GüncelLGBTİ+

KADEM’den LGBTİ+leri hedef alan açıklama

İstanbul Sözleşmesini destekleyici açıklama yapan KADEM eleştirilere yanıt verirken LGBTİ+'ları hedef aldı: Neslin devamlılığının önemi açısından tehdit olarak gördüğümüz eşcinsel hareketler ile yan yana anılmayı kabul etmiyoruz.

Cumhurbaşkanı Recep Tayyip Erdoğan’ın kızı Sümeyye Erdoğan Bayraktar’ın başkan yardımcılığını yaptığı Kadın ve Demokrasi Derneği (KADEM) LGBTİ+’ları hedef aldı.

İstanbul Sözleşmesi’nin uygulanması gerektiğine dair dün (1 Ağustos) bir açıklama yayınlayan dernek eleştirilere yanıt verirken sözleşmede LGBTİ+’lara ilişkin kısmı “tehdit” olarak niteledi.

Daha önce yaptığı açıklamada İstanbul Sözleşmesi’nin uygulanması gerektiğini ifade eden Kadın ve Demokrasi Derneği (KADEM), bazı maddelerde geri adım attı. İstanbul Sözleşmesi’ndeki “Cinsel yönelim temeline dayanarak ayrımcılık yapılamayacak” şeklinde öngörülen maddeyi KADEM, “Neslin devamlılığı açısından tehdit olarak görüyoruz” sözleriyle reddetti.

KADEM’in sosyal medya hesabından tartışmalara ilişkin yapılan açıklamada, “İstanbul Sözleşmesi tartışmaları üzerinden derneğimizin başka bir konuma çekilmek istendiğinin farkındayız. Konumumuz, aileye verdiğimiz değer ve neslin devamlılığının önemi açısından tehdit olarak gördüğümüz eşcinsel hareketler ile yan yana anılmayı kabul etmiyoruz”  ifadeleri kullanıldı.

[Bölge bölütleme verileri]
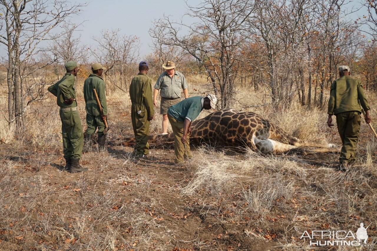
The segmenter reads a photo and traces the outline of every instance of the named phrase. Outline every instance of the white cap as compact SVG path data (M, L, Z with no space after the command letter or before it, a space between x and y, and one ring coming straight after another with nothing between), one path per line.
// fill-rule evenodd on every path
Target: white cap
M217 99L216 98L216 96L213 94L208 94L207 95L207 97L211 101L211 108L214 109L216 107L216 103L217 103Z
M342 65L341 66L339 66L338 69L339 70L339 72L343 72L345 71L347 71L349 72L351 71L349 69L349 67L346 65Z

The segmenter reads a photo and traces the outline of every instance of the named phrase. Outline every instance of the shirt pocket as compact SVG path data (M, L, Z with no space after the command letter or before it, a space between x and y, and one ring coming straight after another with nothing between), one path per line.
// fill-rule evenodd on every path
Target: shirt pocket
M165 80L163 81L162 83L162 84L161 86L161 88L166 88L170 86L170 85L172 84L172 81L170 80Z

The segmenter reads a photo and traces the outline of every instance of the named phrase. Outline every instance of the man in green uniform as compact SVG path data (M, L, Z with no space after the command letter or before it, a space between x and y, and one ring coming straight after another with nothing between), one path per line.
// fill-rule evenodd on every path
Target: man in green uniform
M152 81L147 75L149 69L146 61L140 62L139 74L133 77L130 86L131 118L136 140L134 152L141 158L146 158L149 153L149 121L153 116Z
M160 75L155 85L153 92L153 103L157 105L157 94L161 90L160 95L161 102L160 114L162 115L162 135L167 134L167 110L173 105L181 101L181 89L183 89L185 98L188 97L188 86L185 76L181 73L175 70L174 62L168 61L162 65L166 71Z
M61 80L49 87L48 90L57 97L57 102L60 107L59 114L61 120L63 152L66 164L63 169L70 173L83 172L88 168L79 164L83 151L84 135L77 110L75 90L75 77L78 72L78 66L70 61L66 63L64 67L67 73Z
M184 157L189 159L192 157L188 134L191 132L190 127L193 121L203 109L214 109L217 102L216 96L209 94L204 98L198 96L186 98L169 108L167 116L174 134L176 165L183 164Z
M371 119L369 105L361 82L350 77L349 67L347 66L340 66L339 70L340 77L331 85L327 124L330 127L334 126L331 116L334 114L343 144L339 158L339 167L343 169L349 162L356 160L355 150L357 145L361 120L360 104L365 111L367 124L371 122Z
M106 68L99 63L95 63L92 66L93 73L85 80L84 82L84 98L85 100L85 110L86 110L86 139L89 149L92 148L92 135L98 128L98 143L100 149L105 149L106 135L103 133L105 129L105 123L107 114L107 105L106 102L105 81L101 78L103 70ZM97 104L93 89L95 89L98 95L100 103L102 109L102 114Z

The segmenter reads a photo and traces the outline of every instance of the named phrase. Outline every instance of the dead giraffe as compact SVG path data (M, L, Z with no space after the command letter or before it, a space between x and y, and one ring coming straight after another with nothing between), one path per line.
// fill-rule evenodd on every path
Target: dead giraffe
M307 154L339 151L332 144L308 142L291 136L256 113L233 109L223 109L212 113L193 122L191 128L190 140L193 145L205 144L218 147L246 147L265 154ZM170 133L162 136L151 136L149 142L151 145L173 144L173 135ZM134 142L133 138L128 138L123 144Z

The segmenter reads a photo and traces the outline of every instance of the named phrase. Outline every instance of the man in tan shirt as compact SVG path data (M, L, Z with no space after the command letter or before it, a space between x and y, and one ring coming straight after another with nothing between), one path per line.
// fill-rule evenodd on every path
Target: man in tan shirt
M175 70L175 64L173 62L168 61L162 65L162 67L166 71L160 75L155 85L153 103L157 106L157 94L158 90L161 89L160 114L162 115L162 134L164 135L167 134L167 110L170 106L181 101L181 88L183 90L185 98L188 97L188 86L183 74Z

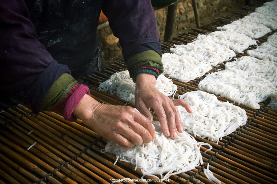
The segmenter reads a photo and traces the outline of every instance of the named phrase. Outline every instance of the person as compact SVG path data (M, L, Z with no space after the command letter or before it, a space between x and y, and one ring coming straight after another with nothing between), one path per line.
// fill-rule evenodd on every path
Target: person
M79 84L83 77L104 69L96 34L101 10L118 38L130 76L135 103L102 104ZM52 111L122 146L149 142L155 137L152 107L165 134L183 131L175 106L191 112L181 100L155 87L163 72L161 41L150 1L9 0L0 3L1 88L23 97L35 112Z

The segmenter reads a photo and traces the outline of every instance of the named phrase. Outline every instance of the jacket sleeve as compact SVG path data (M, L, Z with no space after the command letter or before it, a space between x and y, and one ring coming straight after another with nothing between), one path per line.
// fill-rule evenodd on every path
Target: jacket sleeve
M104 0L102 10L114 35L119 39L133 80L134 73L145 72L146 68L158 71L158 75L162 73L161 41L151 1Z
M70 71L36 38L24 1L2 1L0 12L0 86L23 96L38 112L53 84Z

**Yazılı görev**
KADEM açıklamasıyla ilgili haberde "KADEM’den LGBTİ+leri hedef" ile başlayıp "anılmayı kabul etmiyoruz." ile biten kısmı, "eşcinsel hareketler" ifadesini "LGBTİ+ örgütleri" ile değiştirerek lütfen yeniden yazın.

**Yanıt**
KADEM’den LGBTİ+leri hedef alan açıklama

İstanbul Sözleşmesini destekleyici açıklama yapan KADEM eleştirilere yanıt verirken LGBTİ+'ları hedef aldı: Neslin devamlılığının önemi açısından tehdit olarak gördüğümüz LGBTİ+ örgütleri ile yan yana anılmayı kabul etmiyoruz.